# What you are asked to do
Give as a JSON list of strings, one string per line with blank lines omitted, the lines of the data below starting with the line containing "Given the photograph above, return bounding boxes for dark" and going on through the line containing "[0,227,19,472]".

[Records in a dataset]
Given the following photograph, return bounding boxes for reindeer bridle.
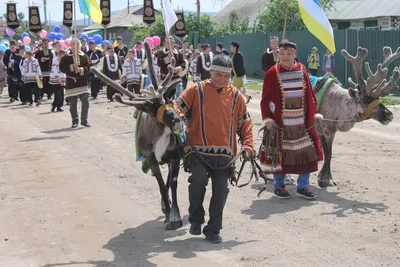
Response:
[356,99,381,122]
[342,46,400,122]
[156,103,174,123]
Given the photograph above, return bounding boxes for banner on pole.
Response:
[7,3,19,30]
[100,0,111,26]
[29,6,42,33]
[175,11,187,40]
[63,1,73,28]
[143,0,156,26]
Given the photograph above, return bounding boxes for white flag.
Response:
[162,0,178,36]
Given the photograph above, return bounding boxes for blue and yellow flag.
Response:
[297,0,336,54]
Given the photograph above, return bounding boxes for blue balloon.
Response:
[54,25,61,33]
[56,33,64,40]
[93,34,103,44]
[0,44,7,53]
[47,32,56,41]
[101,40,111,49]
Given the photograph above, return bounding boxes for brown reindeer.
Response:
[314,47,400,187]
[91,42,185,230]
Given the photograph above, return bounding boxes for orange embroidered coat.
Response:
[260,63,323,174]
[174,81,254,158]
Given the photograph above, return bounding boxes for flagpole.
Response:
[282,0,290,40]
[72,0,79,63]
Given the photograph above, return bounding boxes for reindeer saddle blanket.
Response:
[308,73,340,111]
[135,111,186,173]
[135,111,150,173]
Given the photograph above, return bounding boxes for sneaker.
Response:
[204,232,222,244]
[274,187,290,199]
[297,186,317,199]
[189,223,201,235]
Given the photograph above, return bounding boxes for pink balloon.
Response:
[151,36,161,46]
[144,37,154,45]
[6,28,15,37]
[22,36,31,45]
[59,40,67,49]
[39,30,47,39]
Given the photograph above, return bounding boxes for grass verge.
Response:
[380,96,400,106]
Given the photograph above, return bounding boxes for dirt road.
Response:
[0,92,400,267]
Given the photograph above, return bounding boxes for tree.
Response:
[255,0,333,32]
[215,10,253,34]
[185,13,215,37]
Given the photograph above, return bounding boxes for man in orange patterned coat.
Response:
[175,55,255,243]
[260,40,323,199]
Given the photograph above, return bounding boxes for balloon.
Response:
[54,25,61,33]
[79,33,89,41]
[152,36,161,46]
[22,36,31,45]
[144,37,154,46]
[101,40,110,49]
[49,32,56,41]
[93,34,103,44]
[0,44,7,53]
[6,28,15,37]
[56,33,64,40]
[39,30,47,39]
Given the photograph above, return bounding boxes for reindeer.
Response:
[91,42,185,230]
[314,47,400,187]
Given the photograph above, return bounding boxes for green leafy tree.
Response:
[255,0,333,32]
[185,13,214,37]
[215,10,253,34]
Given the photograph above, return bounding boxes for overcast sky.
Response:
[0,0,231,21]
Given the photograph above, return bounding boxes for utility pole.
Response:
[196,0,200,32]
[43,0,47,25]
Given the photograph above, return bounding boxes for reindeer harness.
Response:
[313,78,381,122]
[356,99,381,122]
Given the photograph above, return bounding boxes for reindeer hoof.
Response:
[164,220,183,231]
[318,180,328,188]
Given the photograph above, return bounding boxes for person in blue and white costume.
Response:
[156,36,189,98]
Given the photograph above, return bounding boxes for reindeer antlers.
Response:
[342,47,368,93]
[342,46,400,98]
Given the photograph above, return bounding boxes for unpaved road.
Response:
[0,89,400,267]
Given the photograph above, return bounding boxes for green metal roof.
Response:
[326,0,400,20]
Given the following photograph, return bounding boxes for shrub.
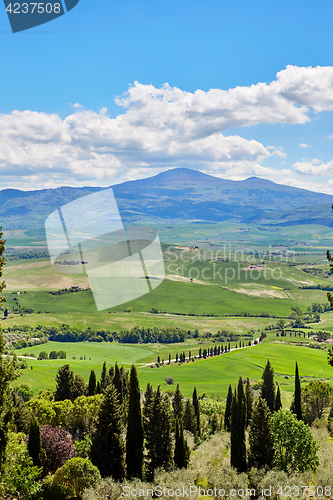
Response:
[41,425,76,474]
[82,478,122,500]
[164,377,175,385]
[53,457,101,497]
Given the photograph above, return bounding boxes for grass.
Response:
[5,280,306,317]
[3,223,333,407]
[15,339,333,405]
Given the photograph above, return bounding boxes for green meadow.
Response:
[15,337,333,404]
[2,223,333,406]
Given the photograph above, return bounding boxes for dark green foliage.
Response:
[230,377,246,472]
[224,384,232,432]
[192,387,200,437]
[172,384,184,422]
[28,417,45,467]
[184,399,197,435]
[54,365,74,401]
[100,361,108,391]
[261,359,275,413]
[40,425,76,476]
[12,390,31,434]
[0,227,19,472]
[249,396,274,468]
[91,385,125,481]
[113,363,123,404]
[146,386,172,481]
[290,362,302,420]
[88,370,96,396]
[174,419,190,469]
[72,375,88,400]
[245,378,253,427]
[274,385,282,411]
[126,364,143,479]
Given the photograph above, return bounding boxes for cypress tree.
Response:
[184,399,197,435]
[249,396,274,468]
[230,377,246,472]
[0,227,19,477]
[290,362,302,420]
[28,417,43,467]
[143,382,154,439]
[192,387,200,437]
[224,384,232,432]
[146,386,172,481]
[113,363,123,404]
[109,366,114,384]
[172,384,184,422]
[261,359,275,413]
[274,385,282,411]
[245,377,253,427]
[88,370,96,396]
[54,365,74,401]
[91,385,125,481]
[100,361,108,391]
[126,364,143,479]
[174,419,190,469]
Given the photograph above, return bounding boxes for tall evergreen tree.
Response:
[0,227,19,473]
[290,361,302,420]
[100,361,108,391]
[274,385,282,411]
[245,377,253,427]
[126,364,143,479]
[88,370,96,396]
[261,359,275,413]
[28,417,44,467]
[184,399,197,435]
[143,382,154,439]
[224,384,232,432]
[146,386,172,481]
[109,366,114,384]
[113,363,123,404]
[91,385,125,481]
[174,419,190,469]
[54,365,74,401]
[172,384,184,422]
[249,396,274,468]
[192,387,200,437]
[230,377,246,472]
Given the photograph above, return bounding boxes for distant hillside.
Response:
[0,168,333,229]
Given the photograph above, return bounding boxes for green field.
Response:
[15,336,333,410]
[2,224,333,405]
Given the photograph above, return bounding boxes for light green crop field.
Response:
[4,280,327,317]
[11,338,333,405]
[2,223,333,407]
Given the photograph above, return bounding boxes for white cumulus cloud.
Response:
[0,66,333,188]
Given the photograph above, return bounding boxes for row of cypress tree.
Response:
[224,360,302,472]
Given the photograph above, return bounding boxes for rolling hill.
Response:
[0,168,333,230]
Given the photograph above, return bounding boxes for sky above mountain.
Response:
[0,0,333,194]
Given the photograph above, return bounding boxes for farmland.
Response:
[2,224,333,404]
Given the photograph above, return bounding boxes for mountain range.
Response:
[0,168,333,230]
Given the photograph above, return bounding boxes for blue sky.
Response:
[0,0,333,194]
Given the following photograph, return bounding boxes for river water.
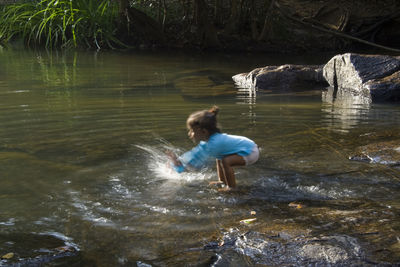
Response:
[0,49,400,266]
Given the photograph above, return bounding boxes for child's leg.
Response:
[209,159,226,185]
[221,154,246,187]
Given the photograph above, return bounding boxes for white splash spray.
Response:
[136,144,211,182]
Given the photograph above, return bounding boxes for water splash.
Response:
[135,144,211,182]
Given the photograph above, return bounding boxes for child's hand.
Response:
[165,150,181,165]
[165,150,177,161]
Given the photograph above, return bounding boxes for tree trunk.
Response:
[194,0,220,48]
[258,0,275,41]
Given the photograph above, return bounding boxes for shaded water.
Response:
[0,50,400,266]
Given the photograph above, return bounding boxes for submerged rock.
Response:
[219,230,365,266]
[349,140,400,166]
[323,53,400,101]
[232,64,326,90]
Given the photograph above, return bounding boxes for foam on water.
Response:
[136,144,211,182]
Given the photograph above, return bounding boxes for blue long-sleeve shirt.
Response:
[174,133,256,172]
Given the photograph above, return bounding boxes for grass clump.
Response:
[0,0,122,49]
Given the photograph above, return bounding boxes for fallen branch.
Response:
[275,1,400,53]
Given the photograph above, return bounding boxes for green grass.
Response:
[0,0,123,49]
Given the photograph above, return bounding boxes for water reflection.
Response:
[321,87,371,132]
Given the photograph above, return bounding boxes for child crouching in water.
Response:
[168,106,259,191]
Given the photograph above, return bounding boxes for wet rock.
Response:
[323,53,400,101]
[0,233,81,266]
[349,139,400,166]
[232,64,326,90]
[174,70,236,99]
[219,230,365,266]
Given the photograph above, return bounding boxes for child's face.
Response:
[188,127,209,143]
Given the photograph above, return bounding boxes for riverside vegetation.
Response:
[0,0,400,52]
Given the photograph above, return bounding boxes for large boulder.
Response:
[232,64,326,90]
[323,53,400,101]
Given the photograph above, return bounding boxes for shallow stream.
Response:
[0,49,400,266]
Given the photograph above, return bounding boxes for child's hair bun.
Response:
[208,106,219,116]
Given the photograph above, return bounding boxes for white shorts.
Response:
[243,145,260,165]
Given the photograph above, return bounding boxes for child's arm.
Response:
[166,150,185,172]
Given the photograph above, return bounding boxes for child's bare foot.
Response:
[208,181,225,186]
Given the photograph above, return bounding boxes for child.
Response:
[168,106,259,191]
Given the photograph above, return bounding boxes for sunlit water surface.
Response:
[0,50,400,266]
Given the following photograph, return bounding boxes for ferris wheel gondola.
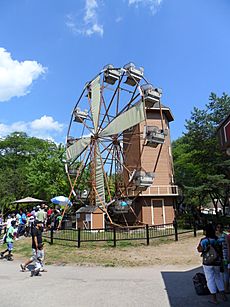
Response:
[66,63,165,223]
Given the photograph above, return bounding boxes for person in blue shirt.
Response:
[17,209,26,238]
[197,224,227,304]
[0,220,16,260]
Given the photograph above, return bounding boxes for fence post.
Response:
[146,224,149,245]
[77,227,81,248]
[173,219,178,241]
[193,220,196,237]
[113,226,117,247]
[50,227,54,244]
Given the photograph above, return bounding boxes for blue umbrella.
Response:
[51,196,72,207]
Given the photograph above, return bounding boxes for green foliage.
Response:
[172,93,230,213]
[0,132,70,213]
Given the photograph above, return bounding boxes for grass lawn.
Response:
[13,237,178,267]
[9,233,200,267]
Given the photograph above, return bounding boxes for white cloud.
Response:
[115,16,123,23]
[30,115,63,132]
[66,0,104,36]
[128,0,163,15]
[0,115,64,140]
[0,48,46,101]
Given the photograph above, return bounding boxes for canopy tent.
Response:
[12,197,46,204]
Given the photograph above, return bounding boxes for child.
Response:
[31,243,45,277]
[0,220,16,261]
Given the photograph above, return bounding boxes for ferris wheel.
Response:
[66,63,165,223]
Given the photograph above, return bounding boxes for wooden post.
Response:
[77,227,81,248]
[193,220,196,237]
[146,224,149,245]
[173,219,178,241]
[113,226,117,247]
[50,227,54,244]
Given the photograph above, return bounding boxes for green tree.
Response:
[172,93,230,215]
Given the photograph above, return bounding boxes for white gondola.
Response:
[111,199,132,214]
[66,136,76,147]
[133,171,155,189]
[73,108,88,123]
[104,64,121,84]
[145,126,166,147]
[124,63,144,86]
[141,84,162,108]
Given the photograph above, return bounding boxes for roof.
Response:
[148,102,174,122]
[12,197,46,204]
[76,206,102,213]
[217,113,230,130]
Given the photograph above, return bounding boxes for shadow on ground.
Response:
[161,266,230,307]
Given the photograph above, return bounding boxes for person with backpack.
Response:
[0,220,16,261]
[216,223,230,293]
[197,224,227,304]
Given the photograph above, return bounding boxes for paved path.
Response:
[0,260,230,307]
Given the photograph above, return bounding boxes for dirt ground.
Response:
[14,233,203,267]
[71,233,203,266]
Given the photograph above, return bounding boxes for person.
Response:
[35,204,46,225]
[31,243,46,277]
[0,220,16,261]
[0,213,4,236]
[216,223,230,293]
[17,208,26,238]
[197,224,227,304]
[20,221,43,272]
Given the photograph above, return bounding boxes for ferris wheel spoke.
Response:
[98,142,131,173]
[98,73,125,131]
[99,101,145,137]
[90,76,101,133]
[66,137,91,162]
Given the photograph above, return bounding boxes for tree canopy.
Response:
[172,93,230,215]
[0,132,70,215]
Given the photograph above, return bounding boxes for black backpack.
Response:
[192,273,210,295]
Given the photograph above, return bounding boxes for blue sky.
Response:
[0,0,230,142]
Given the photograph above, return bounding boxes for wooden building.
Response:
[218,114,230,156]
[124,103,178,225]
[76,206,105,230]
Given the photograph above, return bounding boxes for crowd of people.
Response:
[0,204,62,276]
[197,223,230,304]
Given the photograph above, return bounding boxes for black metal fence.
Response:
[43,222,196,248]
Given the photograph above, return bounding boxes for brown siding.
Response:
[142,206,152,225]
[92,210,104,229]
[152,199,164,225]
[165,205,174,224]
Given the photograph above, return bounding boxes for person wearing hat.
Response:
[20,221,43,272]
[0,220,16,261]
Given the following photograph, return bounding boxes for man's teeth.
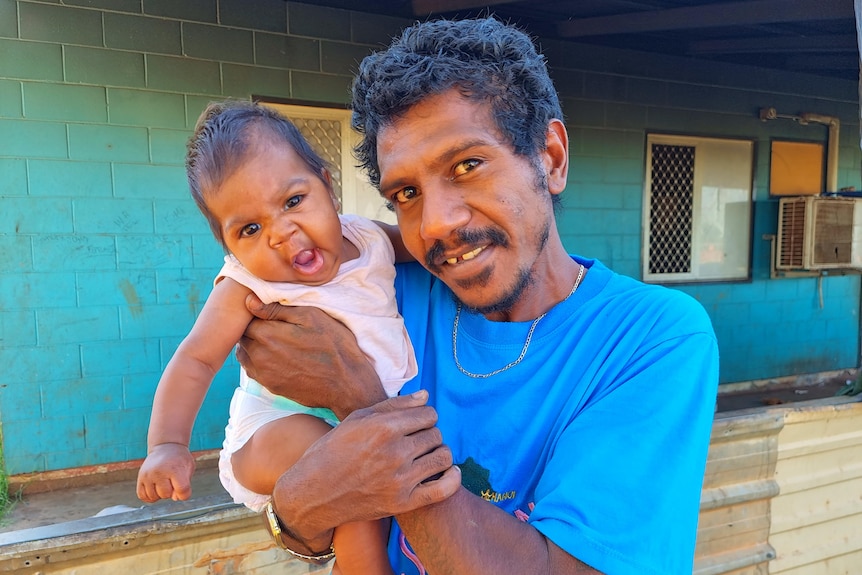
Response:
[446,247,485,265]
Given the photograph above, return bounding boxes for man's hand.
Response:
[137,443,195,503]
[236,294,386,419]
[273,391,461,550]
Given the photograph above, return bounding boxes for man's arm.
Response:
[396,487,599,575]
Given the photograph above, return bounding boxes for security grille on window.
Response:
[291,118,344,205]
[643,134,753,282]
[649,144,695,274]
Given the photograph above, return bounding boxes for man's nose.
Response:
[420,185,470,240]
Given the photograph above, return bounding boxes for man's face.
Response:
[377,90,561,317]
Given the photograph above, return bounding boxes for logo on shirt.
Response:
[458,457,518,503]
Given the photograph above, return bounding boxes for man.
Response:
[239,15,718,575]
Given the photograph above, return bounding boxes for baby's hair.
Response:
[186,100,329,250]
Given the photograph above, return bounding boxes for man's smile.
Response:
[446,246,486,265]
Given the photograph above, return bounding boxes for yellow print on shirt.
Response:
[480,489,518,503]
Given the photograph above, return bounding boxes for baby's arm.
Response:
[137,278,252,503]
[373,220,416,263]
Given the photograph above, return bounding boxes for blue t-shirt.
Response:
[389,257,718,575]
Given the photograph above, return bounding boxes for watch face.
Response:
[261,501,335,565]
[262,502,287,549]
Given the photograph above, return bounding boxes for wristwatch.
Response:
[262,501,335,565]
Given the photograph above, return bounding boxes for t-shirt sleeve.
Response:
[530,296,718,575]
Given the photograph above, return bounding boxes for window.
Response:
[643,134,754,282]
[262,102,396,224]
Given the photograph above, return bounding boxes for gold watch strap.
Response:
[263,501,335,565]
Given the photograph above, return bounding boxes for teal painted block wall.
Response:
[545,38,862,383]
[0,0,403,474]
[0,0,862,474]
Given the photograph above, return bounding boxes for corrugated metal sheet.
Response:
[694,412,784,575]
[770,403,862,575]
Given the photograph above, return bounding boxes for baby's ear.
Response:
[320,168,341,212]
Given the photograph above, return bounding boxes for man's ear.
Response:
[541,119,569,194]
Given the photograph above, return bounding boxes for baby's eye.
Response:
[392,187,419,204]
[453,158,482,178]
[239,224,260,238]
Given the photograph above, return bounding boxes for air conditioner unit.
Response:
[775,196,862,270]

# Result
[
  "Given the photograph above, return bounding boxes for dark green foliage.",
  "Response:",
  "[230,377,246,472]",
  "[224,384,232,432]",
  "[192,387,200,437]",
  "[172,384,184,422]",
  "[28,417,45,467]",
  "[184,399,197,435]",
  "[54,365,74,401]",
  "[100,361,108,391]",
  "[261,359,275,413]",
  "[40,425,76,476]",
  "[12,390,31,434]",
  "[0,227,19,472]"
]